- _PROMPT A_
Answer these questions about the road insulation text:
(i) What algorithm was used to find the Biot criterion and the Fourier and Stefan criteria functions?
(ii) In what form are the results of the variant calculations presented?
(iii) Why should the thermal resistance of the insulation layer be determined for individual road sections rather than for the entire road?

Selection of Building Materials for a Thermal Insulation Layer of a Road

The aim of the research was to obtain the functional relationship for determining the thermal conductivity coefficient of materials used in application of a thermal insulation layer of the roads to prevent foundation soil thawing beyond the permitted depth. To achieve this aim, an algorithm of dimensionless solution was used for finding the Biot criterion and the Fourier and Stefan criteria functions. Simple engineering formulas allowing to quickly select the additional thermal insulation layer of the road structure with the required thermal resistance using the known Biot number were obtained. Variant calculations were done and their results are presented as 2D and 3D charts. It was shown that for the typical geocryological and climatic conditions of the permafrost area, the thermal conductivity coefficient of thermal insulation materials and thermal resistance of the insulation layer vary across a wide range and are significantly dependent on the permitted thawing depth of the road foundation. A convenient regularity for engineering assessments is observed: the thermal resistance of additional thermal insulation layer changes by a factor equivalent to the factor of change in the dimensionless thawing depth. Accordingly, the increase in permitted thawing depth can be considered proportional to the increase in thermal conductivity coefficient of the material when selecting the construction materials for the thermal insulation layer. For example, if the permitted thawing depth at a particular road section increases twice, the thermal insulation layer of an equivalent thickness can use a material with two times higher thermal conductivity coefficient. Considering that the physical and mechanical properties of the soil are not the same along the road length, the thermal resistance of the thermal insulation layer should be determined for individual road sections rather than for the entire road. Correspondingly, the materials used in construction at different sections of the road may also be different depending on the construction solutions of the road structure adopted by the project.

Records taken from a collection:

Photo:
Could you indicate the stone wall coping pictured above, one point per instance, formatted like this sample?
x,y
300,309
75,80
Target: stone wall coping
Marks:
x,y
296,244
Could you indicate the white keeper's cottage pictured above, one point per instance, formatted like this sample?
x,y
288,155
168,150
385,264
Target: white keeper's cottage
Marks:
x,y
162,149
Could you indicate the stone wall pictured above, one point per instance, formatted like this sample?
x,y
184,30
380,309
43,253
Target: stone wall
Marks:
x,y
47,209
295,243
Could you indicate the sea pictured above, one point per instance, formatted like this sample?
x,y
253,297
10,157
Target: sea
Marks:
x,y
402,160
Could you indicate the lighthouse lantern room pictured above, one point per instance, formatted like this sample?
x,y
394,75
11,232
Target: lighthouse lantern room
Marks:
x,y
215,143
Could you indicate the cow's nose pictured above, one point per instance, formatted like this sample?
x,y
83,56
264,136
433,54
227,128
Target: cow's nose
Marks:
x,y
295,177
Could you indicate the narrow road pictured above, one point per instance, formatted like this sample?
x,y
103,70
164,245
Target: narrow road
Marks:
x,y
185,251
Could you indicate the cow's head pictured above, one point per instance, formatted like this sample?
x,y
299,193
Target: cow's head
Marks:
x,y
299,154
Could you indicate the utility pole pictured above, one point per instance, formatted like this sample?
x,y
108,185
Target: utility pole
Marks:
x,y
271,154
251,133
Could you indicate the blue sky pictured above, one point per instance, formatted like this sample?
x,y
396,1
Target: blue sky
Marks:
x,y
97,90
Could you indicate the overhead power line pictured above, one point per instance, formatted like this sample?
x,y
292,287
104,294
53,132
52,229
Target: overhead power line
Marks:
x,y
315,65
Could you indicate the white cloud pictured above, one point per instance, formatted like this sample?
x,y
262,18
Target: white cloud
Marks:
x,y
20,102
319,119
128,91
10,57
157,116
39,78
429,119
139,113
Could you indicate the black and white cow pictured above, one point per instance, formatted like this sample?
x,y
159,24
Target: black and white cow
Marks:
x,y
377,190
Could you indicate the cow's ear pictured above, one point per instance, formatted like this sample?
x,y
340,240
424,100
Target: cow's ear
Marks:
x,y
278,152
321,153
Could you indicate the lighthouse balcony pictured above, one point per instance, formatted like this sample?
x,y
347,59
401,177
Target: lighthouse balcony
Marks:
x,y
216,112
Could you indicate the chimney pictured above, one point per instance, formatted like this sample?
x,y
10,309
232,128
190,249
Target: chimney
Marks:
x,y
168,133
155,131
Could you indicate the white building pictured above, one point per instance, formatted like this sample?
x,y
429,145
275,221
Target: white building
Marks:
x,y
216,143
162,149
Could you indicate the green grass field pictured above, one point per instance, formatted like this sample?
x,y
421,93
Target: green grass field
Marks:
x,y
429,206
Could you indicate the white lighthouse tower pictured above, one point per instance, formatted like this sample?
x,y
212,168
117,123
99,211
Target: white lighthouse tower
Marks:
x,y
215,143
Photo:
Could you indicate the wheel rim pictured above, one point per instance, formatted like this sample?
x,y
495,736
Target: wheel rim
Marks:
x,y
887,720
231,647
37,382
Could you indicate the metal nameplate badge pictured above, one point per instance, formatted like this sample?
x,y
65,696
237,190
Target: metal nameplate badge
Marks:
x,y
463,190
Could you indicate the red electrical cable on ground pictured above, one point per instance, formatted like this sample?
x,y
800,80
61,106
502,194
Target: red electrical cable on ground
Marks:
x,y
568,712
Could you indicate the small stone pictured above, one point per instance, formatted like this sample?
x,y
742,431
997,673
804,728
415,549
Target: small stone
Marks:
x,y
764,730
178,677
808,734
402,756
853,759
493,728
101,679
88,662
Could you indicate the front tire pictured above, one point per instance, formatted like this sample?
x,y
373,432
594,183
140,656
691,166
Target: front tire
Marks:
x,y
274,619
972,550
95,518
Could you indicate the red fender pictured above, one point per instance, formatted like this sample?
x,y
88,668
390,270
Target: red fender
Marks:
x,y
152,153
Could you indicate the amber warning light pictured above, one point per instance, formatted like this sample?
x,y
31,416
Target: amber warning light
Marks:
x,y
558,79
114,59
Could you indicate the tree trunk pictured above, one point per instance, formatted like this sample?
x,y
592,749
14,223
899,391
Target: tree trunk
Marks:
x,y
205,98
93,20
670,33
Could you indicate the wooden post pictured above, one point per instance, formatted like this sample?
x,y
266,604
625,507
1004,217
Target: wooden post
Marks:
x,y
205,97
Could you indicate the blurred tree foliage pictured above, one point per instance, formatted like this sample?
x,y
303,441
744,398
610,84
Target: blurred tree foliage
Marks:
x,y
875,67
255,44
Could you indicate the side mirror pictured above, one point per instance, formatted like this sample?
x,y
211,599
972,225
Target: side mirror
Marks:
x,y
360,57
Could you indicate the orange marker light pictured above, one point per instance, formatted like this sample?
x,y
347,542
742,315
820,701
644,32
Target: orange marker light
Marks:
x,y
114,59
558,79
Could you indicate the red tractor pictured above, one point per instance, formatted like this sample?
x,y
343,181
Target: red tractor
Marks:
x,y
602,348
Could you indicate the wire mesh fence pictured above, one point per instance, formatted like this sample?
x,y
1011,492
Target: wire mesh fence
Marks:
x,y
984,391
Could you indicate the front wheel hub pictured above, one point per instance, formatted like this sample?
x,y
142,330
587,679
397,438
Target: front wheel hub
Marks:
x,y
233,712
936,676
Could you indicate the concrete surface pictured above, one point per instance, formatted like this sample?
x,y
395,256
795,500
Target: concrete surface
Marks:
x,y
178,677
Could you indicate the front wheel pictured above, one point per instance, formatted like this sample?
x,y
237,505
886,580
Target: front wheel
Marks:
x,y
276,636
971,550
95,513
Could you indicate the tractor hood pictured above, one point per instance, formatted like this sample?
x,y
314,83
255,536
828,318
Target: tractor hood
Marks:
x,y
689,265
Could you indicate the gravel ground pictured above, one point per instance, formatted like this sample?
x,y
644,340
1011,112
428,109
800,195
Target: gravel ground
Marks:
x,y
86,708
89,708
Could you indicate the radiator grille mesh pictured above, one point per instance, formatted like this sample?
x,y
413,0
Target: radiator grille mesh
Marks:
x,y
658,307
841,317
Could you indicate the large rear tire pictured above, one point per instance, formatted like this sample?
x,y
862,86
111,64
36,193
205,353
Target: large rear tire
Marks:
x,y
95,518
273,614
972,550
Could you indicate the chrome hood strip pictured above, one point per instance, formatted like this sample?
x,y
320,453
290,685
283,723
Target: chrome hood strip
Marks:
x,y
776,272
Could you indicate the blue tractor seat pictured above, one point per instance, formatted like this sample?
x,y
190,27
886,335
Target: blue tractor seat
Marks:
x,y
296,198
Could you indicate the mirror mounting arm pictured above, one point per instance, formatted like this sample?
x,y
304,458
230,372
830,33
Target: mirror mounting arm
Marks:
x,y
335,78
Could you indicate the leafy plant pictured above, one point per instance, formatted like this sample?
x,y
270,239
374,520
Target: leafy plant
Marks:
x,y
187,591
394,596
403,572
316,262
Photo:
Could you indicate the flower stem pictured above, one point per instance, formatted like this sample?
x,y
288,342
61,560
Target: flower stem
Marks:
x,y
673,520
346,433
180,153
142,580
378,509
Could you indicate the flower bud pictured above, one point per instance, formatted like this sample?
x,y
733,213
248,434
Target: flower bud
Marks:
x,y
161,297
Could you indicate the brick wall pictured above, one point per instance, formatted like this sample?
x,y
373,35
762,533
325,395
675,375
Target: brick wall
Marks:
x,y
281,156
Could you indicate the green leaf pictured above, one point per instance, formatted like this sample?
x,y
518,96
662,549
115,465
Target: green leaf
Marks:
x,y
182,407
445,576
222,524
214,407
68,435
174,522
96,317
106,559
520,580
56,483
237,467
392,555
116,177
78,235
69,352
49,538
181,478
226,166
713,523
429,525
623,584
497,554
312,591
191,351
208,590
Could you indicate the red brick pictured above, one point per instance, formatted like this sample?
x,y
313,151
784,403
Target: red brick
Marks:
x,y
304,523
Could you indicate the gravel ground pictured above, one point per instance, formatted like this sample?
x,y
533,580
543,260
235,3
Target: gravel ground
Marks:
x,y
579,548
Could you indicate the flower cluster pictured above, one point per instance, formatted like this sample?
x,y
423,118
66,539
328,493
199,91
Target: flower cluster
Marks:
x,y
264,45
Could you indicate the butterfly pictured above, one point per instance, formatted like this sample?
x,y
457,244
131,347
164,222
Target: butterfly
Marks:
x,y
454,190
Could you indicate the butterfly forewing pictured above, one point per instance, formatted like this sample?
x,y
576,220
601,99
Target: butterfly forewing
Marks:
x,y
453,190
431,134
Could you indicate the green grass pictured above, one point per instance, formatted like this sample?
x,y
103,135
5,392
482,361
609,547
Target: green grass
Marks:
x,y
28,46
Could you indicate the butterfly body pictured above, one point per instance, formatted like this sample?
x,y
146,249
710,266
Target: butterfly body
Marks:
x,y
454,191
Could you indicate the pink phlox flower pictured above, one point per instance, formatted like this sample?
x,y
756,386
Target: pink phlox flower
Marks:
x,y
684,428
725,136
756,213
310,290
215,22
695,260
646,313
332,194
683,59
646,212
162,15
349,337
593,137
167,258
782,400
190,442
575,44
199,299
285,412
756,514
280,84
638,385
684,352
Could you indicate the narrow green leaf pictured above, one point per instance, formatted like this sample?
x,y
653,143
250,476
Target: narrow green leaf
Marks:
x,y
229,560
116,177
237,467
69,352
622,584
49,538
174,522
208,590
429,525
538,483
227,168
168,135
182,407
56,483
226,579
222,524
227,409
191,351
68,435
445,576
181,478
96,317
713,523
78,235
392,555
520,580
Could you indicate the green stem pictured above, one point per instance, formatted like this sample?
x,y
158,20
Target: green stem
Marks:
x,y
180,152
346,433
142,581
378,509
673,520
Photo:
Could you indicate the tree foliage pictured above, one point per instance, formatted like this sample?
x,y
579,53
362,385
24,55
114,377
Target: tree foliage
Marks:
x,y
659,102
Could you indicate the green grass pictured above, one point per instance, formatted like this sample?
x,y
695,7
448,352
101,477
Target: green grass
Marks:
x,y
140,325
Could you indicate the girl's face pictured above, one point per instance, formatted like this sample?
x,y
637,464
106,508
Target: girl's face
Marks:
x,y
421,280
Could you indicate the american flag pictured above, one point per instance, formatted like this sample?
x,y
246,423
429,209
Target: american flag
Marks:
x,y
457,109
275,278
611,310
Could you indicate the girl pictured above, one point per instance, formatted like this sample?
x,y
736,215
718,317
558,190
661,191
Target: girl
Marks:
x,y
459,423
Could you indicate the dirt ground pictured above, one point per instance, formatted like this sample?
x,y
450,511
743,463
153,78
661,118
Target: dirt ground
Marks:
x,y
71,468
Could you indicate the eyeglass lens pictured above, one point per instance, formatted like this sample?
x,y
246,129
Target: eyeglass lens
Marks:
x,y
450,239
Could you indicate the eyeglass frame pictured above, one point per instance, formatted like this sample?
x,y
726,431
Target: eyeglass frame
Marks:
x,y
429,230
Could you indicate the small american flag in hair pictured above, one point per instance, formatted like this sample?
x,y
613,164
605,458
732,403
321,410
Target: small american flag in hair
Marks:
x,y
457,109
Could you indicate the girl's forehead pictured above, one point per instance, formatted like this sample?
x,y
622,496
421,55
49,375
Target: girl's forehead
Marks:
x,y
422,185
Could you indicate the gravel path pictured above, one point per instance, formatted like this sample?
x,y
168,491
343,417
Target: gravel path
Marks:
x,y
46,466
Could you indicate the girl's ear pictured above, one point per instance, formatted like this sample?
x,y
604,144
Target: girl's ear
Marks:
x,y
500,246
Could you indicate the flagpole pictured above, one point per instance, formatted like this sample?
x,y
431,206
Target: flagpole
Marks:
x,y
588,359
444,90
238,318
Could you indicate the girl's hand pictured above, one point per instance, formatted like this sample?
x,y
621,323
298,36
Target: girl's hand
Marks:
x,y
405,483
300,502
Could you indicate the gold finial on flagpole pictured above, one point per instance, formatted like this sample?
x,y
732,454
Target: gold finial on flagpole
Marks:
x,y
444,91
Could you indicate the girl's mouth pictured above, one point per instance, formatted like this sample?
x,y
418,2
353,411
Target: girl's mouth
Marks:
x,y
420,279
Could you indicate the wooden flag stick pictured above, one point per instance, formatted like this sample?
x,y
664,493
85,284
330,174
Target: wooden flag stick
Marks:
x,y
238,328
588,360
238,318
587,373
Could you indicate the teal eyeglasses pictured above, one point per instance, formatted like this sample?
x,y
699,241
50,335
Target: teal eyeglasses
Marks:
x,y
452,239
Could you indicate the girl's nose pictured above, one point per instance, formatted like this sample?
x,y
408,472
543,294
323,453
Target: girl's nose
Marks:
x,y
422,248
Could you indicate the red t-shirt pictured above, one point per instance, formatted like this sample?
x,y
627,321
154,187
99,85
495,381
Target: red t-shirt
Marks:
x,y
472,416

- _PROMPT B_
Please report every line of the listing that contains the string "fender". Case counts.

- _WORKED SOLUTION A_
(i) An algorithm of dimensionless solution.
(ii) As 2D and 3D charts.
(iii) Because the physical and mechanical properties of the soil are not the same along the road length.

- _WORKED SOLUTION B_
Could you indicate the red fender pictured above, one point per instance, formatted like this sample?
Target: red fender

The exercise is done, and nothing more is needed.